TASK INSTRUCTIONS =>
Restate the whole listing exactly.

DATA FOR THIS EXERCISE =>
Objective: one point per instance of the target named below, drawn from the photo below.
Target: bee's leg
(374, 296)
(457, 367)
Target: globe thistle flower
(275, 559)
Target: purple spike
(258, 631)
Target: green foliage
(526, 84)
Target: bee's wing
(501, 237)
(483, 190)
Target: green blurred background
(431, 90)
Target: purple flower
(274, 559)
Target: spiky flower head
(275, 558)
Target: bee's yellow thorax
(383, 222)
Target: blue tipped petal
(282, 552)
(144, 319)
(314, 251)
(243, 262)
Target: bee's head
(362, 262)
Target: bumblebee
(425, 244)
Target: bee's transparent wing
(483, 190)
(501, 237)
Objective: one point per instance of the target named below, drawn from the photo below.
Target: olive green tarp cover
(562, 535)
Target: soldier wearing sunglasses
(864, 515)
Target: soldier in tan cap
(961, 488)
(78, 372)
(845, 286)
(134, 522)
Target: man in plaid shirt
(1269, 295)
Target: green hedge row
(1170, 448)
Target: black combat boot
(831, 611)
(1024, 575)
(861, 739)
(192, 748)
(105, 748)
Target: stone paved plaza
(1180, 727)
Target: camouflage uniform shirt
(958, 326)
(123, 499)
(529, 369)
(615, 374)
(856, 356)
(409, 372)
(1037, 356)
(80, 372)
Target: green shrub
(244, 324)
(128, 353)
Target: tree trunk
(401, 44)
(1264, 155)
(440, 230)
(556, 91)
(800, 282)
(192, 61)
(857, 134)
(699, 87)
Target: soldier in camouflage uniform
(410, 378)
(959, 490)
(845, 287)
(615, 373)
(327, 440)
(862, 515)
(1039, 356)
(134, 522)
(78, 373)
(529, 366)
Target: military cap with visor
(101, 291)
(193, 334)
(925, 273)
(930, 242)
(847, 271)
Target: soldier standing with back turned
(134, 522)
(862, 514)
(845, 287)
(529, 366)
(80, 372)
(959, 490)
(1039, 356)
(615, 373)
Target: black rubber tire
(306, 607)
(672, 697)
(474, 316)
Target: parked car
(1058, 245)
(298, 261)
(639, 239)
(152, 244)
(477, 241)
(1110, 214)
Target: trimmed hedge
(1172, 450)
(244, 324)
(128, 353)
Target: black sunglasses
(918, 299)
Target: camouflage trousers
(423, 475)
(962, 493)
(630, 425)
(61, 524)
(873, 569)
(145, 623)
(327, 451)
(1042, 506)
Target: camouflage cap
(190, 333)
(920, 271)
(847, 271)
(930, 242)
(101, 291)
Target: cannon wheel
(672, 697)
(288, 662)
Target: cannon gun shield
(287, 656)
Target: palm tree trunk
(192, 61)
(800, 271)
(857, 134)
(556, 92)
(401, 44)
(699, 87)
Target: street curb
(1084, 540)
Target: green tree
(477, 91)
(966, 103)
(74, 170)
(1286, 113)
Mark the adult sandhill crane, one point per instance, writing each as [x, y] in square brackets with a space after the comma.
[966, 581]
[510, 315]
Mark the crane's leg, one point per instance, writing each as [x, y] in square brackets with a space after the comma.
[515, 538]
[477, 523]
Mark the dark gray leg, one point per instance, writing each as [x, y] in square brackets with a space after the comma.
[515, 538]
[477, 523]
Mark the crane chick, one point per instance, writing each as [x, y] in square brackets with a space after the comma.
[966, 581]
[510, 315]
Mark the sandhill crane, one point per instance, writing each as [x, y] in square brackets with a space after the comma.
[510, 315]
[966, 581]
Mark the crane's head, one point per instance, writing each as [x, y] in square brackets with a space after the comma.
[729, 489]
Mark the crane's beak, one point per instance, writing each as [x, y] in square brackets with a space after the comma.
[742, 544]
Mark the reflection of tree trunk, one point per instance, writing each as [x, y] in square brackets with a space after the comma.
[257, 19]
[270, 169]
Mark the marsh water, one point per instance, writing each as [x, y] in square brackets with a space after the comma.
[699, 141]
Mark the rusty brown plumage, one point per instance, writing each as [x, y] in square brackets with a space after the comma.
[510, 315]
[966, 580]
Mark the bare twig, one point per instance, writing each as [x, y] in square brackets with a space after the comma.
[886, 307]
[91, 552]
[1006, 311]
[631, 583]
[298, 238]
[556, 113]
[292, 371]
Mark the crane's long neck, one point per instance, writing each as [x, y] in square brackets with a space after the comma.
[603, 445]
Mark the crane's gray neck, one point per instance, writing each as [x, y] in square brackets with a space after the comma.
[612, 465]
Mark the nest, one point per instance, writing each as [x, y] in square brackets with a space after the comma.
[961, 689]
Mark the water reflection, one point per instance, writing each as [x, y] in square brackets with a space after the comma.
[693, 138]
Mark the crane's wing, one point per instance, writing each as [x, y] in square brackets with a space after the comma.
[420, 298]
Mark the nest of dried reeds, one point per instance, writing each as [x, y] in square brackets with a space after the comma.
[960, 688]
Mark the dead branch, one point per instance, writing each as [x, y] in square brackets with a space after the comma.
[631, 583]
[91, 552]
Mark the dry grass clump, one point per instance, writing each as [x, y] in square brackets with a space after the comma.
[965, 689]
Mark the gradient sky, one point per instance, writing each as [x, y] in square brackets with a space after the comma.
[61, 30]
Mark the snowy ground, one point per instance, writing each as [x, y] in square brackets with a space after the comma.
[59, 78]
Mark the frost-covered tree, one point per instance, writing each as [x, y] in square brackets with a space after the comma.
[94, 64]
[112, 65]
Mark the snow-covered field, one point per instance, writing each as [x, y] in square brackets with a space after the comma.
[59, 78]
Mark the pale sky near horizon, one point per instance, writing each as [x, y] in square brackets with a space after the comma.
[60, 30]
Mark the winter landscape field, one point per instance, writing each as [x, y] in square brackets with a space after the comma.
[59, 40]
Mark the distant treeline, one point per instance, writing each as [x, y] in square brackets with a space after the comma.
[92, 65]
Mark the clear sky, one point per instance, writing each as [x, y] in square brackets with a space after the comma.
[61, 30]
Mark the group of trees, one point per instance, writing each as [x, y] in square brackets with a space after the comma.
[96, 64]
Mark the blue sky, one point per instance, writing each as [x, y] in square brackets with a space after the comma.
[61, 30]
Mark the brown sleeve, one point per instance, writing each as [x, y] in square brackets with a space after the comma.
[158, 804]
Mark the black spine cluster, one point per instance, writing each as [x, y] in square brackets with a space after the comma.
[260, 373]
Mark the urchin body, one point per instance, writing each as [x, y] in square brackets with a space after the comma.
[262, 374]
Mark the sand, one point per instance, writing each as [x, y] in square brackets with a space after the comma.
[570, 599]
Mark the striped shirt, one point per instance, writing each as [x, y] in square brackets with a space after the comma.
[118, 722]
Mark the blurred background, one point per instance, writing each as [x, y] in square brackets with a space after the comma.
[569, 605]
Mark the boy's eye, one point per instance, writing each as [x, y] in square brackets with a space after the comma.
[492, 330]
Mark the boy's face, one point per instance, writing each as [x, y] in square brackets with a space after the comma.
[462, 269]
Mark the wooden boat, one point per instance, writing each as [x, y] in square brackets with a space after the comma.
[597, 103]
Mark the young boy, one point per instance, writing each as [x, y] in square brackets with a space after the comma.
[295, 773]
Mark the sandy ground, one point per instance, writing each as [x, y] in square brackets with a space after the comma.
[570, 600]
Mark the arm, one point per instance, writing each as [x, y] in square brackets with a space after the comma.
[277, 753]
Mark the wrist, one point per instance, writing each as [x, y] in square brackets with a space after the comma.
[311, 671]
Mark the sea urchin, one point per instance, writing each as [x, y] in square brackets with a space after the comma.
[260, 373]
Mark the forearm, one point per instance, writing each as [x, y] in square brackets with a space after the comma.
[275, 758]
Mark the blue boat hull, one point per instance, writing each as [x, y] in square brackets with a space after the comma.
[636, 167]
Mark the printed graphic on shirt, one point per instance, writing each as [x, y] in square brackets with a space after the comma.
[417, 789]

RESULT OF THE EXERCISE =>
Objective: one point per instance of the target named below, drawn from the photo below.
Target: bee's leg
(374, 296)
(457, 367)
Target: globe thistle flower
(275, 559)
Target: purple spike
(258, 631)
Target: green foliage
(526, 84)
Target: bee's wing
(501, 237)
(483, 190)
Target: green blurred background
(431, 90)
Target: purple flower
(274, 559)
Target: spiky flower head
(275, 558)
Target: bee's yellow thorax
(383, 222)
Target: blue tipped petal
(282, 552)
(144, 319)
(314, 251)
(243, 262)
Target: bee's head
(362, 262)
Target: bumblebee
(425, 244)
Target: bee's transparent wing
(483, 190)
(501, 237)
Objective: one point per instance of the target named below, drawn from the photo below.
Target: olive green tarp cover
(562, 535)
Target: soldier wearing sunglasses
(864, 515)
Target: soldier in tan cap
(961, 488)
(78, 372)
(845, 286)
(134, 522)
Target: man in plaid shirt
(1269, 295)
Target: green hedge row
(1170, 448)
Target: black combat boot
(831, 611)
(1024, 575)
(861, 739)
(192, 748)
(105, 748)
Target: stone paved plaza
(1180, 727)
Target: camouflage uniform shirt
(958, 326)
(123, 499)
(529, 369)
(615, 374)
(856, 356)
(409, 372)
(1037, 356)
(80, 372)
Target: green shrub
(244, 324)
(128, 353)
Target: tree trunk
(401, 44)
(1264, 155)
(440, 230)
(556, 91)
(800, 282)
(192, 61)
(857, 134)
(699, 87)
Target: soldier in camouflage uniform
(410, 378)
(959, 490)
(845, 287)
(615, 373)
(327, 440)
(862, 515)
(1039, 356)
(134, 522)
(78, 373)
(529, 366)
Target: military cap with visor
(101, 291)
(193, 334)
(925, 273)
(930, 242)
(847, 271)
Target: soldier standing with back turned
(134, 522)
(862, 514)
(845, 287)
(529, 366)
(80, 372)
(959, 490)
(1039, 356)
(615, 373)
Target: black rubber tire
(306, 607)
(672, 697)
(474, 316)
Target: parked car
(1058, 245)
(298, 261)
(639, 239)
(152, 244)
(477, 241)
(1110, 214)
Target: trimmed hedge
(1172, 450)
(244, 324)
(128, 353)
Target: black sunglasses
(918, 299)
Target: camouflage trousers
(423, 475)
(962, 493)
(630, 425)
(61, 524)
(873, 569)
(145, 623)
(327, 451)
(1042, 506)
Target: camouflage cap
(190, 333)
(920, 271)
(847, 271)
(930, 242)
(101, 291)
Target: cannon wheel
(672, 697)
(288, 662)
Target: cannon gun shield
(287, 656)
Target: palm tree trunk
(192, 61)
(800, 271)
(857, 134)
(556, 92)
(401, 44)
(699, 87)
Target: street curb
(1084, 540)
Target: green tree
(477, 91)
(966, 103)
(74, 170)
(1286, 113)
Mark the adult sandhill crane, one point per instance, writing each as [x, y] in square brackets with a space after the comma.
[966, 581]
[510, 315]
Mark the crane's leg, one point per instance, writing each as [x, y] in square brackets with a space after the comma.
[515, 538]
[477, 523]
Mark the dark gray leg, one point per instance, writing each as [x, y] in square brackets with a space after the comma.
[515, 538]
[477, 523]
Mark the crane chick, one point per instance, writing each as [x, y] in square brackets with a space after the comma.
[966, 581]
[510, 315]
Mark the sandhill crane, one point per instance, writing each as [x, y] in square brackets with a space after the comma.
[510, 315]
[966, 581]
Mark the crane's head, one point per instance, writing each as [x, y] in square brackets with a space after the comma.
[729, 489]
Mark the crane's beak, one point per instance, writing each as [x, y] in square brackets with a space after the comma.
[742, 544]
Mark the reflection of tree trunk, one point per instance, writing each as [x, y] in square brackets with a space after the comma.
[257, 19]
[270, 169]
Mark the marsh water, one point per instance, writing each as [x, y] in square brackets with a space after the comma.
[699, 141]
Mark the rusty brown plumage, one point per instance, writing each as [x, y] in square brackets with a space after the comma.
[510, 315]
[966, 580]
Mark the bare twig, one point per instance, writing each as [x, y] in square brackets with a space after the comma.
[886, 307]
[91, 552]
[1006, 311]
[631, 583]
[298, 238]
[556, 113]
[292, 371]
Mark the crane's long neck, one point per instance, writing each as [x, y] in square brackets with a space after the comma.
[603, 445]
Mark the crane's gray neck, one point per instance, writing each as [x, y] in square brackets with a space after the comma.
[612, 465]
Mark the nest, one point per instance, writing each as [x, y] in square brackets with a space after the comma.
[961, 689]
Mark the water reflection, one point per instance, writing each as [x, y] in square brackets with a space after the comma.
[693, 138]
Mark the crane's wing, one point per instance, writing each as [x, y] in square brackets with a space after the comma.
[420, 298]
Mark the nest of dried reeds, one point per instance, writing each as [x, y] in square brackets with a space after the comma.
[960, 688]
Mark the dead branch, one point per instance, writing each as [x, y] in square brackets with a space after the comma.
[631, 583]
[91, 552]
Mark the dry grass clump, one point per instance, writing each as [x, y] in square brackets with a space after the comma.
[965, 689]
Mark the gradient sky, one point per instance, writing each as [x, y] in square brackets with a space after the comma.
[61, 30]
Mark the snowy ground, one point per instance, writing each as [x, y] in square brackets with a space after the comma.
[59, 78]
Mark the frost-covered tree, one point per instance, writing each as [x, y] in square brackets with a space after the comma.
[94, 64]
[112, 65]
Mark the snow-covered field, one point per instance, writing each as [x, y] in square brackets with a space after the comma.
[59, 78]
Mark the pale sky near horizon, one point per instance, writing each as [x, y] in square brackets with a space after the comma.
[60, 30]
Mark the winter landscape field, one point per instance, writing each as [x, y] in square brackets with a space after the comma.
[59, 40]
Mark the distant treeline, one point per instance, writing each as [x, y] in square brackets with a space after the comma.
[92, 65]
Mark the clear sky, one point per instance, writing each as [x, y] in square brackets with a space after the comma.
[61, 30]
Mark the group of trees, one point per instance, writing each as [x, y] in square brackets with a space after the comma.
[96, 64]
Mark the blue sky, one point per instance, writing each as [x, y] in square brackets with a space after the comma.
[61, 30]
Mark the brown sleeve, one point per instance, writing each as [x, y] in square brackets with a space after the comma.
[158, 804]
Mark the black spine cluster, one point per instance, writing each as [x, y] in square brackets with a space after the comma.
[260, 373]
Mark the urchin body, one point per instance, writing each as [x, y] in square brackets with a space after the comma.
[262, 374]
Mark the sand, one point per instance, writing each as [x, y] in square brackets with a space after the comma.
[570, 599]
Mark the striped shirt, one point per instance, writing each as [x, y] in square brackets with a space after the comma.
[118, 722]
Mark the blurred background, one point per instance, writing each as [x, y] in square brackets with a space after the comma.
[569, 605]
Mark the boy's eye, one point per instance, writing each as [x, y] in square brackets with a space after the comma.
[492, 330]
Mark the boy's face, one point per instance, writing each as [x, y] in square brackets with a space after the comma.
[462, 269]
Mark the wooden boat, one point per instance, writing each as [x, y] in square brackets with a space after the comma.
[597, 103]
Mark the young boy, one point per instance, writing each as [x, y] in square brackets with a space after the comma.
[295, 773]
Mark the sandy ground, one point per instance, writing each as [x, y] in square brackets with a space after the comma.
[570, 600]
Mark the arm, one point per instance, writing each as [x, y] in square brackets with a space after the comma.
[277, 753]
Mark the wrist, one point per instance, writing each as [x, y] in square brackets with a space after the comma.
[311, 671]
Mark the sea urchin, one point per instance, writing each as [x, y] in square brackets with a space after the comma.
[260, 373]
Mark the forearm, one point per instance, writing each as [x, y] in square brackets with a space after the comma.
[275, 758]
Mark the blue boat hull, one point per instance, writing each as [x, y] in square brackets with a space after the comma.
[636, 167]
Mark the printed graphic on shirt, one point per instance, writing each as [x, y] in square brackets with a space after the comma.
[417, 789]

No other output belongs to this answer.